▸ **Directions for this task**
Should any entry hold a picture, omit that picture and copy the rest of the entry exactly.
** Data follows **
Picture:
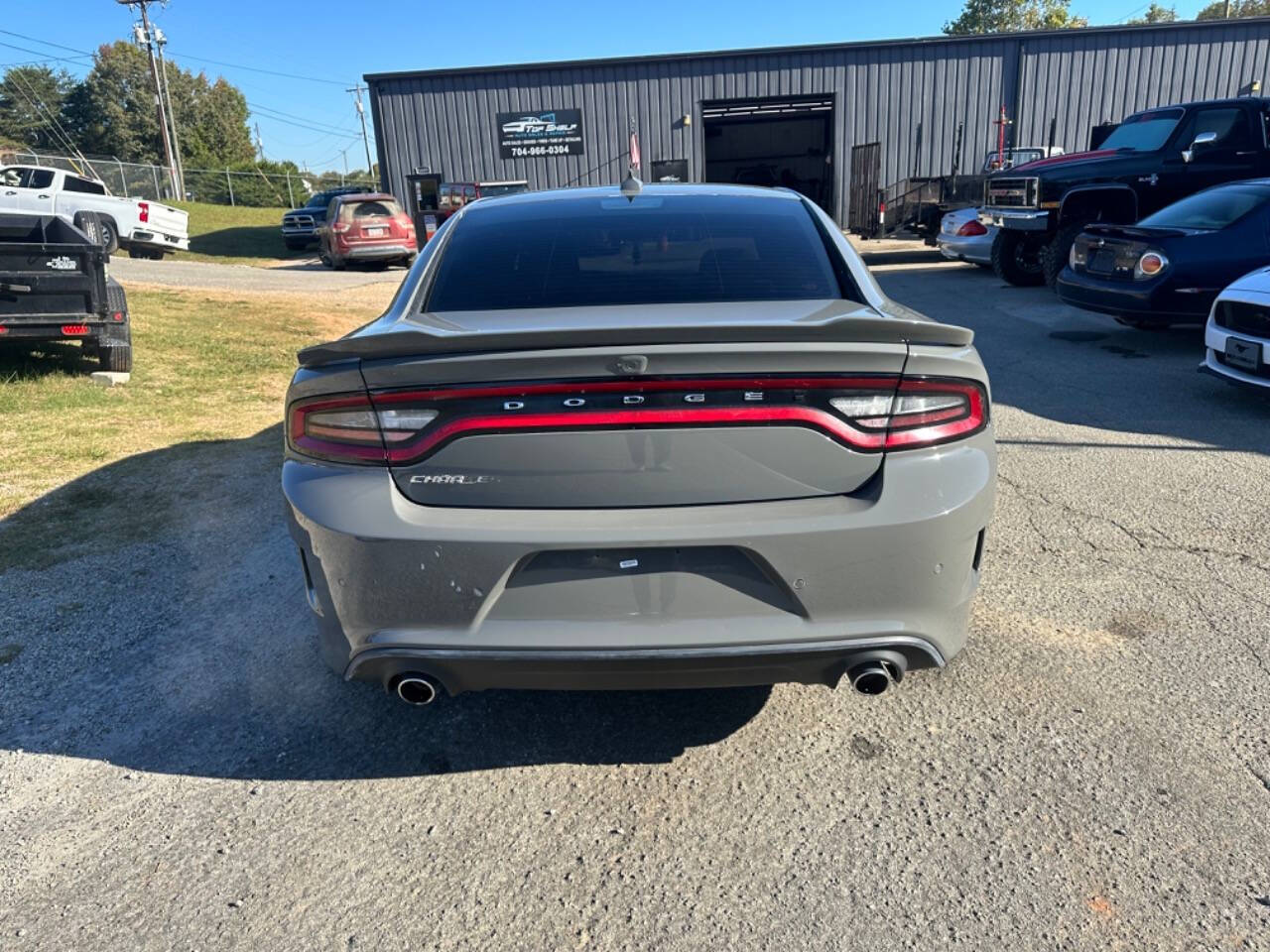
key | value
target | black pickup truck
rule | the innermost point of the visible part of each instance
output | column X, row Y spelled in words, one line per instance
column 1152, row 159
column 54, row 286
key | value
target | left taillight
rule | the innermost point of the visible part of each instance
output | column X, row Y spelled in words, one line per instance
column 349, row 429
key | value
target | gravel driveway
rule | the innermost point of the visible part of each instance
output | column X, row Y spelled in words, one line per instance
column 180, row 771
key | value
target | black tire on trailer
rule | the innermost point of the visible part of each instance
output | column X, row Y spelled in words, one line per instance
column 116, row 354
column 90, row 223
column 1016, row 258
column 1053, row 257
column 116, row 301
column 116, row 358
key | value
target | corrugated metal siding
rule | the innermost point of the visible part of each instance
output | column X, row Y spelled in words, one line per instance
column 1086, row 80
column 911, row 96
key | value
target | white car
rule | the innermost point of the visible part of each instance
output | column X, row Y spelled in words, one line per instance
column 145, row 229
column 1237, row 335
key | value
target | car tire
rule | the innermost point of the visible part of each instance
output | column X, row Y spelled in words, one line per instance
column 90, row 223
column 116, row 301
column 109, row 236
column 1053, row 257
column 1016, row 258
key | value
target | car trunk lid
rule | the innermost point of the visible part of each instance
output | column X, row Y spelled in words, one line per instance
column 630, row 407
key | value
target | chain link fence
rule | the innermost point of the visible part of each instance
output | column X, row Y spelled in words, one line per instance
column 252, row 186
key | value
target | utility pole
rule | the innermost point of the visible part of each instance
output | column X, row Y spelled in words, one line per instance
column 160, row 42
column 144, row 36
column 361, row 113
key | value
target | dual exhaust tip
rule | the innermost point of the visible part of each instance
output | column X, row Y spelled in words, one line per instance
column 870, row 675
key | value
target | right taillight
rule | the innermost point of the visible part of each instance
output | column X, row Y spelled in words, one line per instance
column 925, row 412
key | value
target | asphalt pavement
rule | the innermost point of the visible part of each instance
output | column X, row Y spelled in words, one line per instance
column 305, row 276
column 180, row 771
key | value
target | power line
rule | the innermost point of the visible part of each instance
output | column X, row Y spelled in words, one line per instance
column 45, row 42
column 255, row 68
column 42, row 54
column 312, row 125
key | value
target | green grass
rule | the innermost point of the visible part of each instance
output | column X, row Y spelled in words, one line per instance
column 236, row 235
column 81, row 465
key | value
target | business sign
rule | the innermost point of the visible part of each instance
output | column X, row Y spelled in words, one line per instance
column 527, row 135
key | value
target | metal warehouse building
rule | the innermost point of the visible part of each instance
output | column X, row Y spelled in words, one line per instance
column 794, row 114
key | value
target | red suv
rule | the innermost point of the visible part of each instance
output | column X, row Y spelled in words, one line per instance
column 366, row 227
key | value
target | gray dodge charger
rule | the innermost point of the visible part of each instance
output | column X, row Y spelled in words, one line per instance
column 674, row 436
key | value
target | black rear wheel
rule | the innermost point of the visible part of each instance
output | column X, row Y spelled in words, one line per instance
column 1053, row 257
column 1016, row 258
column 116, row 358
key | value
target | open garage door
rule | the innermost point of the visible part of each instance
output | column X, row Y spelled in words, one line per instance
column 775, row 141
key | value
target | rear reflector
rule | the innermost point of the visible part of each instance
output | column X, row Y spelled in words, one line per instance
column 865, row 414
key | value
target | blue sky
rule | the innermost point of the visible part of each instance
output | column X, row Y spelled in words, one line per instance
column 316, row 122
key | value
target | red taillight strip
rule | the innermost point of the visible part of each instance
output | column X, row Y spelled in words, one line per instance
column 910, row 431
column 305, row 442
column 639, row 386
column 802, row 416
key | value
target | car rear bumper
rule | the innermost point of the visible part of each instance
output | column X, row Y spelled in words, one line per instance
column 976, row 249
column 1153, row 301
column 371, row 252
column 449, row 592
column 157, row 239
column 1015, row 218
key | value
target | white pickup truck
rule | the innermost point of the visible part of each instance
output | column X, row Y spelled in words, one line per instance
column 145, row 229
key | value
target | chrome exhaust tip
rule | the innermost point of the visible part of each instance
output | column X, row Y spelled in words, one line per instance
column 870, row 678
column 417, row 689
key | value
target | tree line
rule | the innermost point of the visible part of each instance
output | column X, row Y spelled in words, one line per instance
column 111, row 112
column 1014, row 16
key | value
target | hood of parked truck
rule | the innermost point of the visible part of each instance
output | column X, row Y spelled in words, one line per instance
column 742, row 321
column 1070, row 159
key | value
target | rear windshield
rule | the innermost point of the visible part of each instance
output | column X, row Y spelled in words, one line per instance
column 376, row 208
column 656, row 249
column 1209, row 209
column 1144, row 132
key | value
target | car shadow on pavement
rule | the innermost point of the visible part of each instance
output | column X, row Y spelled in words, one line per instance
column 177, row 640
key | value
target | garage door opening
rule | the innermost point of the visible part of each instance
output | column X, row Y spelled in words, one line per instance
column 775, row 141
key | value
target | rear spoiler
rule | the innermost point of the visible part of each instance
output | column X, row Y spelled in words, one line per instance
column 847, row 329
column 1132, row 230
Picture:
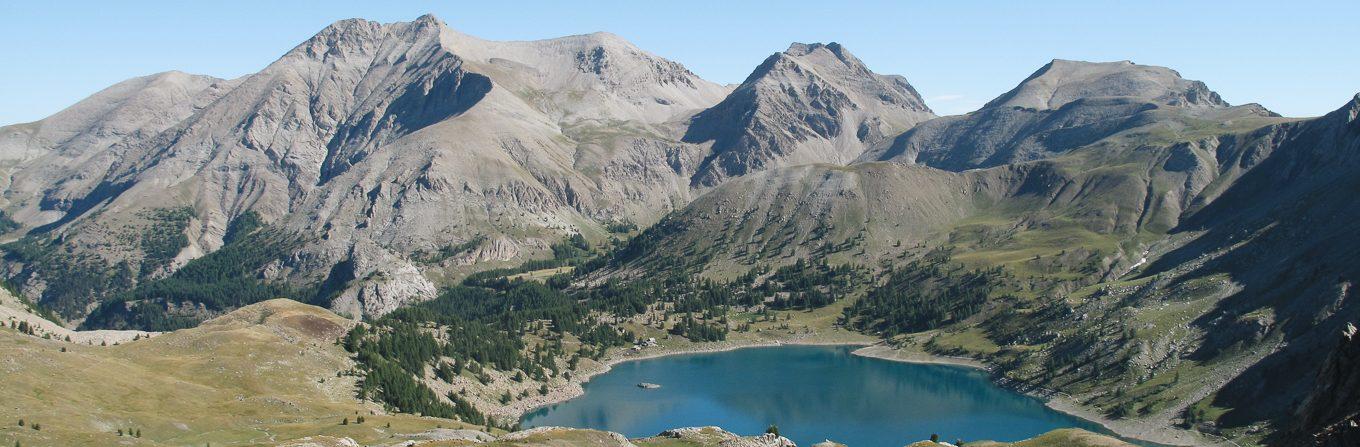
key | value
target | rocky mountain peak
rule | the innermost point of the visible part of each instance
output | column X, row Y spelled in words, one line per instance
column 1062, row 82
column 811, row 103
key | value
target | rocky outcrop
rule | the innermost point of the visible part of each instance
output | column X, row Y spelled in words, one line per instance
column 1064, row 106
column 370, row 141
column 1062, row 82
column 721, row 438
column 1332, row 413
column 811, row 103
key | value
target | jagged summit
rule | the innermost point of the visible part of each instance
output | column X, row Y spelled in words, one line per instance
column 811, row 103
column 1062, row 82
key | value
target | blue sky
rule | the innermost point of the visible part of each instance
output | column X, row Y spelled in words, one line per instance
column 1296, row 57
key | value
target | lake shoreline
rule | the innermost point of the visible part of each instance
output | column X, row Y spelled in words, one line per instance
column 1060, row 402
column 575, row 386
column 1128, row 428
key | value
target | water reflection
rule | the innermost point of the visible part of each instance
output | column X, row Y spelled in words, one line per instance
column 812, row 393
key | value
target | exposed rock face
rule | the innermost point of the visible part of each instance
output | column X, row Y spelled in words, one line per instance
column 812, row 103
column 1062, row 106
column 1062, row 82
column 721, row 438
column 373, row 141
column 1246, row 212
column 1332, row 416
column 63, row 161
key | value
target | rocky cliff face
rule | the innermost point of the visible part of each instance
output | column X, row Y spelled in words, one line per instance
column 1201, row 250
column 377, row 141
column 1062, row 106
column 812, row 103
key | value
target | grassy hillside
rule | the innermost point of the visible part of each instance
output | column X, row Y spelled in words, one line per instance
column 264, row 374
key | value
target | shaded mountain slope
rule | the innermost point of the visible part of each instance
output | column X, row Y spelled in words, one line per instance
column 1062, row 106
column 1181, row 268
column 811, row 103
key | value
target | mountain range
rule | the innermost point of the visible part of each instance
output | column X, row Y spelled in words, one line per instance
column 1168, row 258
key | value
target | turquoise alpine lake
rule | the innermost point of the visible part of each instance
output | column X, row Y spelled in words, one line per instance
column 811, row 393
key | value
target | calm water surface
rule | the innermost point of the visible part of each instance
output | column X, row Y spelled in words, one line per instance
column 812, row 393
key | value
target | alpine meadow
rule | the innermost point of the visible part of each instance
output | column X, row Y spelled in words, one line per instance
column 399, row 234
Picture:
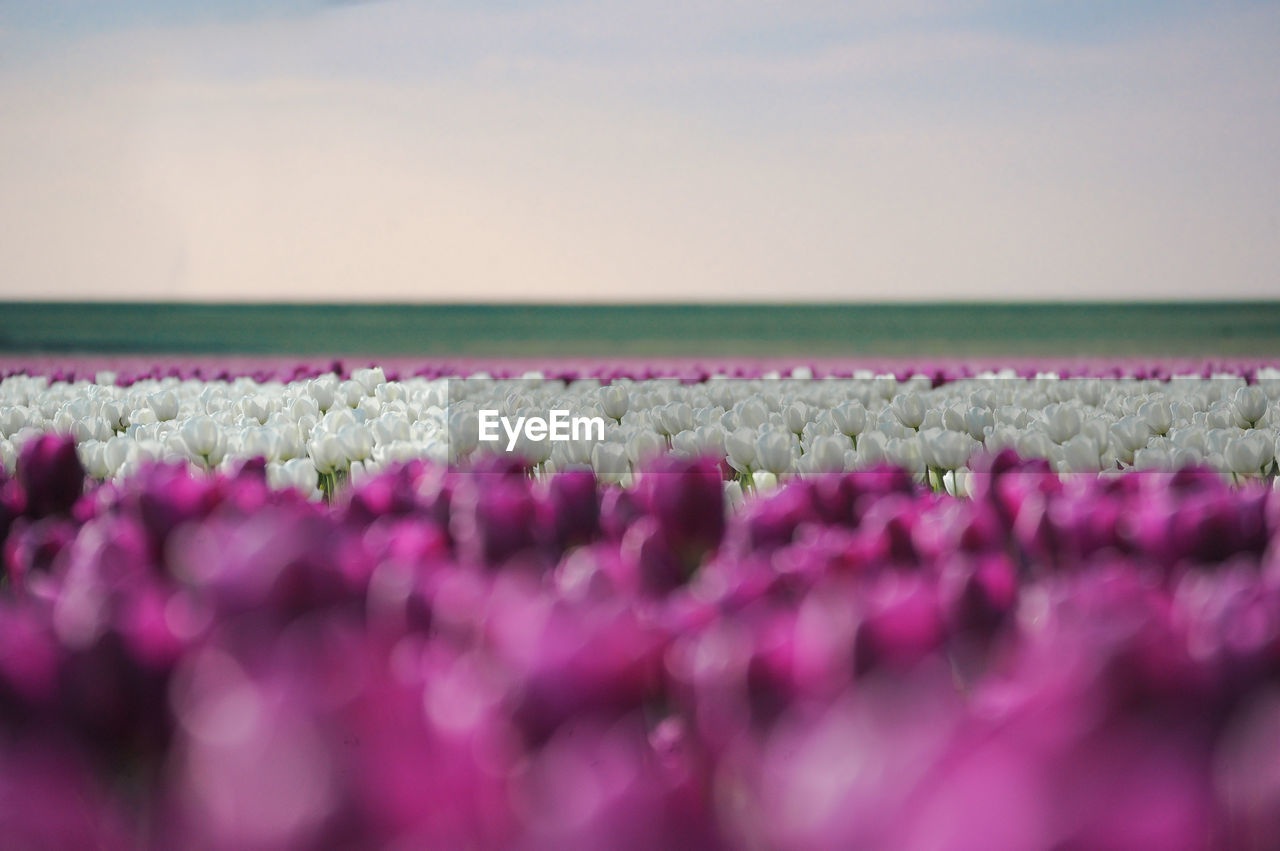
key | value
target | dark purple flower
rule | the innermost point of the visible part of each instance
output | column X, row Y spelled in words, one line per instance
column 51, row 474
** End of Data **
▸ **The completed task**
Picture:
key | value
target | black pickup truck
rule | the innermost point of the visible part of each instance
output | column X, row Y spelled in words, one line per instance
column 1152, row 159
column 54, row 286
key | value
target | left taillight
rule | the innermost point of the visible part of each instance
output | column X, row Y spelled in words, one line per instance
column 349, row 429
key | value
target | gravel driveway
rule | the innermost point of the visible part of each instance
output | column X, row Y spelled in words, one line per instance
column 180, row 771
key | value
target | black tire on trailer
rule | the innermost point of the visible part of each instance
output | column X, row Y spelled in words, one line per instance
column 116, row 354
column 90, row 223
column 1016, row 258
column 1053, row 257
column 116, row 301
column 116, row 358
key | value
target | corrugated metal siding
rule | the innermost point of the visible part of each instance
output | column X, row Y spelled in words, one line per instance
column 1086, row 80
column 911, row 96
key | value
target | white car
rule | the innermost point of the visible part of each instance
output | column X, row Y spelled in words, one line per instance
column 145, row 229
column 1237, row 335
key | value
target | car tire
rule | the innermost point of the visible part of each instance
output | column X, row Y spelled in words, one line per instance
column 90, row 223
column 116, row 301
column 109, row 236
column 1053, row 257
column 1016, row 258
key | value
target | car trunk lid
rule | the innermost point of the visible part of each instance
output | column X, row Y spelled in words, one line per instance
column 630, row 407
key | value
target | chain link fence
rule | the innermost point of the visible part of each instance
output | column X, row Y spelled in words, one line per instance
column 252, row 186
key | value
target | utility pole
rule | the innermost point of the visible part of each instance
output | column X, row Y spelled in words, one line per instance
column 160, row 42
column 144, row 36
column 361, row 113
key | value
target | dual exhaust tip
rule | the innermost point of the visible part of each instance
output | column X, row Y spelled in words, one line per instance
column 870, row 675
key | value
target | right taillight
rule | the innermost point of the visible part of each instance
output | column X, row Y spelled in words, one line per instance
column 925, row 412
key | value
target | asphalt pavement
rule | the innermost point of the visible part of each instance
output | column X, row Y spelled in words, one line per instance
column 305, row 276
column 180, row 771
key | value
target | power line
rule | the innermost point of the visible part of each instance
output | column X, row Y spelled in words, one line per instance
column 45, row 42
column 255, row 68
column 42, row 54
column 312, row 125
key | value
target | green grass
rule | the innermost point of the visible part of each instance
output | column X, row Y spelled in words, one line per instance
column 236, row 235
column 81, row 465
key | value
target | business sign
rule | the innermost point of the visible part of each instance
output | column X, row Y spelled in words, one line per instance
column 527, row 135
key | value
target | metal warehouse building
rule | the innermost point of the visible part of each instance
output | column X, row Y spelled in words, one line per instance
column 794, row 114
key | value
target | red suv
rule | the innermost point of the visible part of each instance
output | column X, row Y spelled in words, one line per instance
column 366, row 227
key | value
target | gray dodge charger
rule | the innermost point of the visible part of each instance
output | column X, row Y spelled in words, one line per instance
column 674, row 436
key | value
target | black rear wheel
rule | the innermost point of the visible part of each instance
output | column X, row Y spelled in words, one line per instance
column 1053, row 257
column 1016, row 258
column 116, row 358
key | value
target | open garage door
rule | the innermost point of the visible part of each instance
output | column X, row Y spelled in words, one line per instance
column 775, row 141
key | value
target | rear reflector
rule | the innermost point of the visible part of each instance
output | column X, row Y spelled in words, one line per instance
column 865, row 414
key | value
target | blue sky
rule | the innermost point of the visible part of each instance
output | column X, row Y spelled in words, one line per instance
column 316, row 122
key | value
target | red taillight strip
rule | the innermost point of the visible part of each instance
output | column X, row Y spelled in words, one line per instance
column 910, row 431
column 305, row 442
column 639, row 386
column 802, row 416
key | value
target | car rear bumper
rule | the innermost point of the visible part of each instance
output | column X, row Y spelled in words, one line per instance
column 976, row 249
column 1153, row 301
column 371, row 252
column 449, row 592
column 157, row 239
column 1015, row 218
key | value
target | white pickup truck
rule | the innermost point of the visible part of each instance
output | column X, row Y spelled in words, one line per instance
column 145, row 229
key | value
target | chrome exhaust tip
rule | the innermost point of the visible part of each instance
output | column X, row Y spelled in words, one line per instance
column 870, row 678
column 417, row 689
key | value
target | tree line
rule | the innermost point of the visible part of each instance
output | column X, row Y spelled in words, one line per instance
column 111, row 112
column 1014, row 16
key | value
target | hood of parked truck
rule | the innermost point of the visible part of each instance
output | column X, row Y spelled in words, one line per instance
column 742, row 321
column 1070, row 159
key | value
target | rear windshield
rule | the innermost point of the visible part of each instance
output | column X, row Y spelled in words, one line per instance
column 376, row 208
column 656, row 249
column 1209, row 209
column 1144, row 132
key | value
target | car shadow on pavement
rule | the innermost point of the visible part of each instance
output | column X, row Y spelled in words, one line per instance
column 177, row 640
key | value
target | garage door opening
rule | the innermost point of the visible part of each instance
output | column X, row Y spelled in words, one line per instance
column 775, row 141
key | value
target | rear spoiler
rule | the innermost point of the visible part of each instance
output | column X, row Y spelled in words, one line per instance
column 847, row 329
column 1132, row 230
Picture:
key | value
target | rocky mountain peak
rule | the innermost point of the visible part of each instance
output | column X, row Y spelled in words, one line per instance
column 1062, row 82
column 811, row 103
key | value
target | rocky outcrop
rule | the innermost point of the visible part of each instance
output | column X, row Y spelled in words, one line per instance
column 1064, row 106
column 370, row 141
column 1062, row 82
column 721, row 438
column 1332, row 413
column 811, row 103
key | value
target | jagged summit
rule | the innermost point of the visible part of each instance
output | column X, row Y spelled in words, one line per instance
column 811, row 103
column 1062, row 82
key | value
target | blue sky
rule | the innermost point of the visible part of each instance
output | column X, row Y spelled in words, one line per instance
column 1296, row 57
key | value
target | lake shoreline
rule | the innermost point of the visible part of each instance
output | column X, row Y spelled in words, one line per instance
column 1060, row 402
column 575, row 386
column 1128, row 428
key | value
target | water reflection
rule | the innermost point of the visible part of each instance
output | column X, row Y spelled in words, one line per instance
column 812, row 393
key | value
target | exposed rock face
rule | the innermost point of the visible part of each instance
output | column X, row Y spelled in words, one line per instance
column 812, row 103
column 1062, row 106
column 1062, row 82
column 721, row 438
column 373, row 141
column 1246, row 212
column 1332, row 416
column 63, row 161
key | value
target | rocky cliff face
rule | the innermost point of the visible part of each instance
output | column X, row Y spelled in words, one line per instance
column 1201, row 250
column 377, row 141
column 1062, row 106
column 812, row 103
key | value
target | grassy hillside
rule | the innermost point of the visible part of each instance
output | column X, row Y spelled in words, one line per instance
column 264, row 374
key | value
target | shaded mountain slope
rule | the innermost point of the visible part of each instance
output | column X, row Y spelled in words, one line per instance
column 1062, row 106
column 1181, row 268
column 811, row 103
key | value
target | mountain range
rule | the innermost point of the visible part of each instance
output | column X, row Y spelled in words, one line per instance
column 1168, row 258
key | value
target | turquoise alpine lake
rule | the innermost point of the visible part of each instance
output | column X, row Y spelled in words, one line per instance
column 811, row 393
key | value
target | calm water surface
rule | the innermost point of the visible part of each instance
output | column X, row Y spelled in words, one line per instance
column 812, row 393
key | value
target | alpine meadow
rule | the innermost point of the visible part of each instance
output | column X, row Y spelled in words, one line per instance
column 399, row 234
Picture:
key | value
target | dark purple flower
rule | the innermost point of the visible part of each instance
output | column X, row Y spelled in words, one line per instance
column 51, row 474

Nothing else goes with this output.